### [GIVEN PASSAGE]
::::

It was not clear how that allegation was resolved, or if it played any role in the student’s overall state of mental health or motive to shoot classmates and himself.
“We can’t presume that just because a child has had an adverse childhood experience that they are going to experience trauma from it,” Temkin underscored. “And that makes it difficult for us to say just because this student’s father died that he is experiencing some sort of adverse reaction to it. We don’t know.”
The experts also pointed out that mental health supports aren’t just vital as part of a prevention effort, but also when the unthinkable occurs.
“Those teams, when they are really integrated into the school community, they will be there long after the cameras have gone away… kids are still suffering, teachers are still suffering, for years after these events,” summed up Minke.
The fallout from the tragedy does seem poised to put a renewed focus on schools’ mental health systems, and how they stand to complement and strengthen safety programs. In most of the nation’s public schools, robust mental health supports are rare.
Here are some key facts about schools and student mental health that educators need to know.
Many students face mental-health challenges.
Student mental health issues have been on the rise, say experts, and schools have struggled to keep up with those needs. Here’s what we know about some of the mental health issues that students—teenagers in particular—are grappling with:
• Among adolescents, 32 percent have an anxiety disorder, according to the National Institute of Mental Health.
• Among 12 to 17-year-olds, 12 percent say they have experienced one major depressive episode in the past year, according to the U.S. Department of Health & Human Services.

::::

### [DATASET RECORDS]

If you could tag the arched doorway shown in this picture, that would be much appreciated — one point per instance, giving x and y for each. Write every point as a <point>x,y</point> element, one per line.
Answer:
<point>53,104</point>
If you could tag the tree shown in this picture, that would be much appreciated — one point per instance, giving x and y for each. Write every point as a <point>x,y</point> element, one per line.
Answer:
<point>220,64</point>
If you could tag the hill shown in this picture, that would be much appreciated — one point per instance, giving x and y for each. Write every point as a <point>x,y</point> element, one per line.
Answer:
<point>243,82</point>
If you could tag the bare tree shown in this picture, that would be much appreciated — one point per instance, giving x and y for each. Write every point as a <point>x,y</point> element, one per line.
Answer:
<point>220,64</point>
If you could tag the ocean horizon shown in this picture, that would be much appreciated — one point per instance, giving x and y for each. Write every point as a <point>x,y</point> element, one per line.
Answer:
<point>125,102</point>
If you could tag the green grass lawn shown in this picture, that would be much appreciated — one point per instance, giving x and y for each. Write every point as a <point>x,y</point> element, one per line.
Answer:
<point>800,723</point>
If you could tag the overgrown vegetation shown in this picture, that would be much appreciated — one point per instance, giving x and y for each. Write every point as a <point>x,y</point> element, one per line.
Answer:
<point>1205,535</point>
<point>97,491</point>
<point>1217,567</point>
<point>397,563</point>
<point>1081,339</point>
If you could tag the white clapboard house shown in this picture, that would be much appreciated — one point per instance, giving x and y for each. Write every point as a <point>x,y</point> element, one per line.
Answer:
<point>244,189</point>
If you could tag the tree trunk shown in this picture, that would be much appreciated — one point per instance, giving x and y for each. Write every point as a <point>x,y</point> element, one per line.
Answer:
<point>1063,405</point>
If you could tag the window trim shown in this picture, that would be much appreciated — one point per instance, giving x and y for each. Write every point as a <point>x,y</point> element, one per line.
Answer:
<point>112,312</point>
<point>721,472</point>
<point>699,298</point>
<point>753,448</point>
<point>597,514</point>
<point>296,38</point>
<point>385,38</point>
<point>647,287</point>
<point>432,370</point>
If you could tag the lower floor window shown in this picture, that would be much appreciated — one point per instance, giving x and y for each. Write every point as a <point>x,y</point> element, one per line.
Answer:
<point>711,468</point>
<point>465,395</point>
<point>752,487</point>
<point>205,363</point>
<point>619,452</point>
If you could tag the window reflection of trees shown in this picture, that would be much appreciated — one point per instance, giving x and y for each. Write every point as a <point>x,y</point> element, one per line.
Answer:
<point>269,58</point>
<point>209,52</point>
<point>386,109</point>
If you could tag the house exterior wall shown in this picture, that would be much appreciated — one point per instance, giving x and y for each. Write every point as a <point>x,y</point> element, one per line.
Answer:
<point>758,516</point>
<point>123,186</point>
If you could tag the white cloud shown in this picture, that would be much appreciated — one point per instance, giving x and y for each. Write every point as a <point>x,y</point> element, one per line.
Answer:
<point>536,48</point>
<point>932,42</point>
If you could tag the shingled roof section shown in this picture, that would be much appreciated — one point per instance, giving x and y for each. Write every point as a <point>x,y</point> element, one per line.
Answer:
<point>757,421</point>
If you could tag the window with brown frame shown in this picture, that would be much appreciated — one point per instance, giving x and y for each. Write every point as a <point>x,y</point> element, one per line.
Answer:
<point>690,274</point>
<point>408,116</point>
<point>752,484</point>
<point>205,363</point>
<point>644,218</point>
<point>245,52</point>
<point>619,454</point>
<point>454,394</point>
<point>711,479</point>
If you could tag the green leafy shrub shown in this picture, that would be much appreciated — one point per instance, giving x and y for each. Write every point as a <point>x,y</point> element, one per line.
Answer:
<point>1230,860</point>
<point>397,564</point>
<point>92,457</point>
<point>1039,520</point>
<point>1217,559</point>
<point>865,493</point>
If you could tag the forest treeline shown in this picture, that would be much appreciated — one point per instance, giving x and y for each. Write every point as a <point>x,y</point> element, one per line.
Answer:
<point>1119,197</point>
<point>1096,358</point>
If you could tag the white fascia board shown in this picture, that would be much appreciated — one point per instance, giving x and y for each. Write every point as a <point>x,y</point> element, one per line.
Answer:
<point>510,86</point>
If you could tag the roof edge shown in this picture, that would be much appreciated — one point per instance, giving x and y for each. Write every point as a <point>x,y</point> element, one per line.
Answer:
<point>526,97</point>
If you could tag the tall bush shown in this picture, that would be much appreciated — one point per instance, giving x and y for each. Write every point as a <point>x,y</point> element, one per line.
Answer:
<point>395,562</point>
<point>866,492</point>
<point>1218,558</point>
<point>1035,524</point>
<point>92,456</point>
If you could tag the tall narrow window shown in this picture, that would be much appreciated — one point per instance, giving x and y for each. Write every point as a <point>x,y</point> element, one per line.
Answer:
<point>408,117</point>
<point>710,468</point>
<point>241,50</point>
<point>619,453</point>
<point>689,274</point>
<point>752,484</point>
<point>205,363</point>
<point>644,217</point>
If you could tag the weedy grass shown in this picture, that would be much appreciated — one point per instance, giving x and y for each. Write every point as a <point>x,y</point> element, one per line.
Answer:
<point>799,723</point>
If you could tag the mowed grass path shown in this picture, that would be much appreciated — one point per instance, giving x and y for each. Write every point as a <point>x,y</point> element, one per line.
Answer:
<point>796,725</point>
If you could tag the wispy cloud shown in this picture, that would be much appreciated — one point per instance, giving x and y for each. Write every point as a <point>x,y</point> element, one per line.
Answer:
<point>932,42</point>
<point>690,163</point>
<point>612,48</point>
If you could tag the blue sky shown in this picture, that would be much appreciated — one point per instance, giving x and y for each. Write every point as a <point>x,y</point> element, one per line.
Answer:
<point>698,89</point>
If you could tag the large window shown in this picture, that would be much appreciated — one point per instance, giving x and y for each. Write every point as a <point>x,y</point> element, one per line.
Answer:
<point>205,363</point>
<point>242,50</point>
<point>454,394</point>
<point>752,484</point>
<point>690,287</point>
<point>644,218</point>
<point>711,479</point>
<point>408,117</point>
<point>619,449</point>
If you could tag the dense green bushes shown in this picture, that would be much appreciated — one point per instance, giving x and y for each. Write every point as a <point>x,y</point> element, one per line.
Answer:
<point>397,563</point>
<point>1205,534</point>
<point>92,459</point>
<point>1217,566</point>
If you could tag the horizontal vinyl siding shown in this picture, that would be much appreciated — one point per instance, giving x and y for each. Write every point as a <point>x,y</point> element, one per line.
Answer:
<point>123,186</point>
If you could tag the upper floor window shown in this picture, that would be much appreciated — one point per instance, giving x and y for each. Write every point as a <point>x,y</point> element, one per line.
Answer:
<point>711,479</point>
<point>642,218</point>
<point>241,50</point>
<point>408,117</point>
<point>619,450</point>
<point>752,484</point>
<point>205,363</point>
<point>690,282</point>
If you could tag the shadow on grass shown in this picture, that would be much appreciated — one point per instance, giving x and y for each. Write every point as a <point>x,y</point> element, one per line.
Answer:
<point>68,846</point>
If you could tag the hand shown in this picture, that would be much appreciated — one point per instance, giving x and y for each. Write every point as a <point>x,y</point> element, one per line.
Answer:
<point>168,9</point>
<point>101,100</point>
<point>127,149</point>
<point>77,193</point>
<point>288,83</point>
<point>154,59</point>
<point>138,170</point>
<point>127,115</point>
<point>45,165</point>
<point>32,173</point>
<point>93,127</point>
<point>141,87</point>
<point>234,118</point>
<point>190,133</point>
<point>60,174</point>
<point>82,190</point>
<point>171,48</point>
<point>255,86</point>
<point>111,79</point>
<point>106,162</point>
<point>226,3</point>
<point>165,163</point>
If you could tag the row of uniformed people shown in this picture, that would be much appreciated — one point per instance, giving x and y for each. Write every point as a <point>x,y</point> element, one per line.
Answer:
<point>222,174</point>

::::

### [YOUR TASKS]
1 – According to the passage on school mental health, what percentage of adolescents have an anxiety disorder?
2 – Continue the passage on school mental health from its final sentence.

### [ANSWERS FOR THE TASKS]
1 – 32 percent.

2 –
• Among 15- to 19-year-olds, suicide rates have increased by 76 percent between 2007 and 2017, according to the U.S. Centers for Disease Control and Prevention.
• For 10- to 14-year-olds, the suicide rate has nearly tripled over that same time period. While suicide is still relatively rare among teenagers, it is the second leading cause of death for that age group after accidents. Homicides rank third.
Most states, including California, have fewer mental-health professionals than recommended.
States’ ratios of counselors, school psychologists, and social workers tend to fall far below professional recommendations, according to an analysis of federal data by the American Civil Liberties Union. (The data is based on the U.S. Department of Education’s 2015-16 civil rights data collection, the most recent available.) For example:
• The National Association of School Counselors recommends one counselor for every 250 students. The national ratio is 1 to 444; California’s is 1 to 682.
• The National Association of School Psychologists recommends one school psychologist for every 500 to 700 students. The national ratio is 1 to 1,382; California’s is 1 to 998.
• The School Social Work Association of America recommends one social worker for every 250 students. The national ratio is 1 to 2,106; California’s is 1 to 6,132. But the shortage of resources for children’s mental health isn’t limited to schools, it’s a communitywide problem, said Minke.
“Children are woefully underserved in our mental health system,” she said. “Typically, when they do receive them it’s those that are available to them in schools.”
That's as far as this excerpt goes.